**What needs to be done:**
A verbatim copy of the line containing "of the plant" and all lines after it, up to and including the final line of the records, is the only acceptable output.
#### Material provided
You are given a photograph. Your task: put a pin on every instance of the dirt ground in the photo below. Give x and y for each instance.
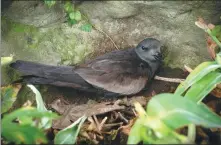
(72, 104)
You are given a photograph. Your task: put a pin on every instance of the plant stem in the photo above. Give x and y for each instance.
(191, 133)
(213, 37)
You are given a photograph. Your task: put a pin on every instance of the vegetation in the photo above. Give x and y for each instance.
(167, 112)
(28, 124)
(72, 13)
(164, 114)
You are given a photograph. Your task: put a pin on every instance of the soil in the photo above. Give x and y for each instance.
(70, 96)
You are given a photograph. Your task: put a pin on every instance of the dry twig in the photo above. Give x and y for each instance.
(122, 117)
(174, 80)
########
**Output:**
You are given a photograph. Your task: put a pin on every instance of the plant stem in the photo above. Give x and y for each instance.
(191, 133)
(213, 37)
You are given a photograph. Your task: put a pin on every instance of the vegetation in the photo above. Give x and y for each instance.
(167, 112)
(28, 124)
(72, 13)
(164, 114)
You are given a photograph. Your task: put a pin on every instance of the soil in the photo above. Give x and y for each instance.
(70, 96)
You are given a photograph. Your task: put a pin on every instance of the dry twig in the photo above. Give x and y for each instance.
(122, 117)
(174, 80)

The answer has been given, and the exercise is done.